▶ _Consignes_:
• A. Recopiez le passage de l'extrait fourni allant de « De fait, l’avis » à « structure policière ? », en substituant « instance policière » à « structure policière ».
• B. D'après l'expertise collective de l'Inserm mentionnée dans l'extrait fourni, quel est l'un des premiers intérêts des salles d'injection ?

▶ _Extrait fourni_:
┏━━

De fait, l’avis de l’ « académie » de médecine ne s’appuie ni ne cite aucune étude scientifique pour rendre son avis. Comment peut-on vouloir représenter le savoir scientifique et être aussi éloigné de sa réalité ? Est-ce parce que les « académicienNEs » sont incapables de comprendre les études scientifiques, ou est-ce parce que celles-ci, même les plus nuancées, témoignent de l’intérêt d’expérimenter un tel dispositif, ce qui s’accommode mal avec l’idéologie des « académicienNEs » ?
La seule recommandation citée est celle de l’OICS, l’organisme international de contrôle des stupéfiants. Depuis quand des médecins fondent-ils leur avis sur ce que dit une structure policière ?
Anthologie des erreurs et contre-vérités
Dès lors, les « académicienNEs » sont incapables de parler de l’utilité des salles d’injection que l’avis résume à « réduire l’incidence des abcès, la transmission de virus (hépatites, VIH) ainsi que les overdoses parmi les toxicomanes ». Or, un des premiers intérêts de ces salles, selon l’expertise collective de l’Inserm sur la réduction des risques, est l’entrée en contact et la création d’un lien avec un public très précarisé, exclu du système de soin. Les SCMR permettent donc l’entrée de personnes les plus précarisées dans un système de droits et de santé. Qu’en pensent les « académicienNEs » ? Rien.

┗━━

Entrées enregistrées
┏━━

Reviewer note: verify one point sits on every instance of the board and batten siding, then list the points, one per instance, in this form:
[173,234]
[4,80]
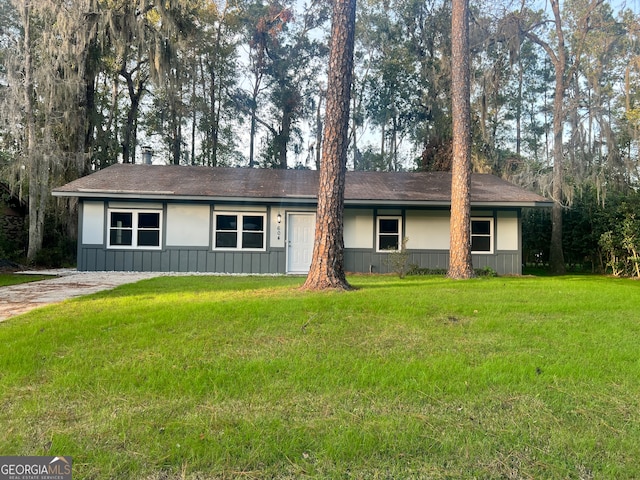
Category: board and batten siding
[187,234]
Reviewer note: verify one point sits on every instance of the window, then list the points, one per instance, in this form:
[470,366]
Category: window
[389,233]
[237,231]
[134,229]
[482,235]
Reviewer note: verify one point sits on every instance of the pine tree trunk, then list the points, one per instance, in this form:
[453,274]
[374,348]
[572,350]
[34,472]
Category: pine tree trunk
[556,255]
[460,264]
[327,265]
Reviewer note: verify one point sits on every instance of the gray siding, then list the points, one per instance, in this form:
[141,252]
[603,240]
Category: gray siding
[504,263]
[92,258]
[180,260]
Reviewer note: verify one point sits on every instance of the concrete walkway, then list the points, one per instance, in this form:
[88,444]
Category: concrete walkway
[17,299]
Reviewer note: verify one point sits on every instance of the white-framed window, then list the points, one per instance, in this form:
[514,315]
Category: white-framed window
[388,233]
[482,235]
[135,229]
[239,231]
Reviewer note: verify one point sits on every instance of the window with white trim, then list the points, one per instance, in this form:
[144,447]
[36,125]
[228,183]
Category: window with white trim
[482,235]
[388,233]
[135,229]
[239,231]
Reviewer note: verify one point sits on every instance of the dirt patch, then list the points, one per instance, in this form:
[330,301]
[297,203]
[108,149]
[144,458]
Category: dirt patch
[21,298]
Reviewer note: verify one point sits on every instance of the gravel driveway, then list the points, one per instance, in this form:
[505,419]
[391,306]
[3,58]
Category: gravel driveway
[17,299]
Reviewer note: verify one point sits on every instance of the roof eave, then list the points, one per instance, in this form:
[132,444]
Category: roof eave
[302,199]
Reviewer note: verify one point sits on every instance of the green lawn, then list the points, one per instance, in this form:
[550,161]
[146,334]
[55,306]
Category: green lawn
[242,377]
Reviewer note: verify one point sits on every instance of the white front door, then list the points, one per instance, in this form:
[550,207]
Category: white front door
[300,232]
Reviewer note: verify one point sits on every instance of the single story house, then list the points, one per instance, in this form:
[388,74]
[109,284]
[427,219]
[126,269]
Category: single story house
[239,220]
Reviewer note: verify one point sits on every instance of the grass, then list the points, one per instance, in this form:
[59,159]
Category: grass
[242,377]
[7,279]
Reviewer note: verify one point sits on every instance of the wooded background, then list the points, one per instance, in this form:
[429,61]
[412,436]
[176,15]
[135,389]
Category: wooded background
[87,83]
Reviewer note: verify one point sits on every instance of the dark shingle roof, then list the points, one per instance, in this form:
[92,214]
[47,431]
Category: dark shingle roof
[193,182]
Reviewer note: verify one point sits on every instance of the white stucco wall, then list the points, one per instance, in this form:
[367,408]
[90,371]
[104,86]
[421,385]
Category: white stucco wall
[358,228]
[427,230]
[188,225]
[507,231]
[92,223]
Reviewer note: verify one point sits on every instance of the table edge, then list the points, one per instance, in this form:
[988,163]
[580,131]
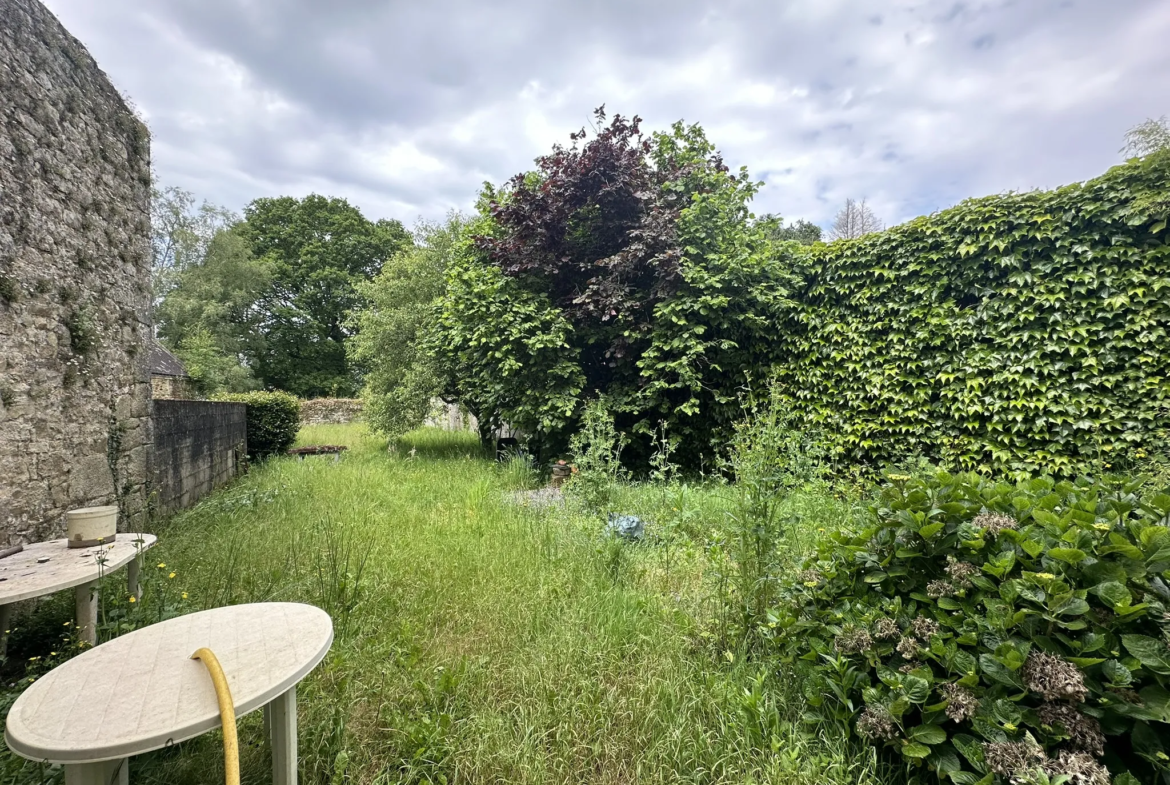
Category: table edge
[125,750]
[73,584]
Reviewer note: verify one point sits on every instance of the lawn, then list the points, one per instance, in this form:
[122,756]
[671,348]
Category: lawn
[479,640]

┗━━
┏━━

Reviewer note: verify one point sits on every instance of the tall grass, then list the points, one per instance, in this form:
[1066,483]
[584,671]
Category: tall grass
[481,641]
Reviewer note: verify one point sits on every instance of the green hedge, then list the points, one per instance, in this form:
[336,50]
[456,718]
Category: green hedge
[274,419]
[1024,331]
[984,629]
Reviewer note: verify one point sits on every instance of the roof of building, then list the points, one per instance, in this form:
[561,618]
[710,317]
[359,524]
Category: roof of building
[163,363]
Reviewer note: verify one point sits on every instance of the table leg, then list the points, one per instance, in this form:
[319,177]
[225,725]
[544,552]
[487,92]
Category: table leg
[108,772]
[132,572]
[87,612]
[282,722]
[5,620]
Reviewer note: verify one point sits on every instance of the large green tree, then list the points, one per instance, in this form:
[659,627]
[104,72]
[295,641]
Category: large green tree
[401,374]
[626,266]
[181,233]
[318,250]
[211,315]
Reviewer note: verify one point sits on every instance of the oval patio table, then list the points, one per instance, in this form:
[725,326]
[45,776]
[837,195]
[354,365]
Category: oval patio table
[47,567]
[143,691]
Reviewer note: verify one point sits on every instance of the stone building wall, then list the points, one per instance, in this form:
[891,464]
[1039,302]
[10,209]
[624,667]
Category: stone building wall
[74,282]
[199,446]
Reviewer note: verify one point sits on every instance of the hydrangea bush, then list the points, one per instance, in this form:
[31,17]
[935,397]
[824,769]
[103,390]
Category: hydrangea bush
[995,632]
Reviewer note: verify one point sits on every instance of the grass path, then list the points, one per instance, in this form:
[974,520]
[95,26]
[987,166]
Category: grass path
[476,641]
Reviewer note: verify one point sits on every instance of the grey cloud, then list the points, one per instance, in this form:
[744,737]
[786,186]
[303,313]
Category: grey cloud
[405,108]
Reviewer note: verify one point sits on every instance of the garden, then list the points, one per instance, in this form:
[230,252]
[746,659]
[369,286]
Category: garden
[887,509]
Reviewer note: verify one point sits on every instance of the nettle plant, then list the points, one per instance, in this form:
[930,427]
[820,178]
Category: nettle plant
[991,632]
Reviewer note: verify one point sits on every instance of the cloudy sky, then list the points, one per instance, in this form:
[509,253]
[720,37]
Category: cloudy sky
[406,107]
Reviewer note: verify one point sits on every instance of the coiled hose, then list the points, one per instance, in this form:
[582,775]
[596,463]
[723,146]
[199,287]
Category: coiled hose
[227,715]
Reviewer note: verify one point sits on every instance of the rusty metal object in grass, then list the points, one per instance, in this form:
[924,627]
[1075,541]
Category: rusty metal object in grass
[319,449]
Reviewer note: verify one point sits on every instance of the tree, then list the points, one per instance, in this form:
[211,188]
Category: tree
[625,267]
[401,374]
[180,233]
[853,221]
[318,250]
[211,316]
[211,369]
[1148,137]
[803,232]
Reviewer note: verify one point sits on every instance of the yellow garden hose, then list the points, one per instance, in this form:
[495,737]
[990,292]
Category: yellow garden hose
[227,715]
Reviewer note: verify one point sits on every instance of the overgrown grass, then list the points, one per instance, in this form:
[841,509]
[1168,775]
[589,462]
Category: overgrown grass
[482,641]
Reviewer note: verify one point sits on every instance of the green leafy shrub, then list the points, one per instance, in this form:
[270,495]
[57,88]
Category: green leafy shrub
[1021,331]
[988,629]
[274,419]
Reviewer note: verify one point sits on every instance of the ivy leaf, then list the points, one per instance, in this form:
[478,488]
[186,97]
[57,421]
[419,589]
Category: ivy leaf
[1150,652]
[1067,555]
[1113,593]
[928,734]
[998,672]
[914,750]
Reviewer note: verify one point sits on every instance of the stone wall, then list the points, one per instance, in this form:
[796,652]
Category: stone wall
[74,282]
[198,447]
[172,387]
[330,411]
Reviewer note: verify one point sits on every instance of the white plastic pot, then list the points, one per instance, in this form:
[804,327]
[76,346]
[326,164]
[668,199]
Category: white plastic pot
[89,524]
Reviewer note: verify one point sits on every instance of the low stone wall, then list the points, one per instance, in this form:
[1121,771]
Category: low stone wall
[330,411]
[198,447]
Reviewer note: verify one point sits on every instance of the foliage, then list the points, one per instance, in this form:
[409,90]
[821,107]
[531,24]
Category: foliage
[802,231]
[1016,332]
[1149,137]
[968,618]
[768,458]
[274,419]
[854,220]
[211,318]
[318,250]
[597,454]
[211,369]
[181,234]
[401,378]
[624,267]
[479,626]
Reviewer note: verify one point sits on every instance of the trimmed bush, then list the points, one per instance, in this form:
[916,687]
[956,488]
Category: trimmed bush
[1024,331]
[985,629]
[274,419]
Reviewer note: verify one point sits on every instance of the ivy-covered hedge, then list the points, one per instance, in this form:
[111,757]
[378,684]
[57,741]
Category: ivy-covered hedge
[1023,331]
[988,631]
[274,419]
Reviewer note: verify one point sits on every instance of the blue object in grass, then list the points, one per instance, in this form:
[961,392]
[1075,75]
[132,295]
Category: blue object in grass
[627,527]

┗━━

▶ _Réponses aux consignes_:
• A.
De fait, l’avis de l’ « académie » de médecine ne s’appuie ni ne cite aucune étude scientifique pour rendre son avis. Comment peut-on vouloir représenter le savoir scientifique et être aussi éloigné de sa réalité ? Est-ce parce que les « académicienNEs » sont incapables de comprendre les études scientifiques, ou est-ce parce que celles-ci, même les plus nuancées, témoignent de l’intérêt d’expérimenter un tel dispositif, ce qui s’accommode mal avec l’idéologie des « académicienNEs » ?
La seule recommandation citée est celle de l’OICS, l’organisme international de contrôle des stupéfiants. Depuis quand des médecins fondent-ils leur avis sur ce que dit une instance policière ?

• B. L'entrée en contact et la création d'un lien avec un public très précarisé, exclu du système de soin.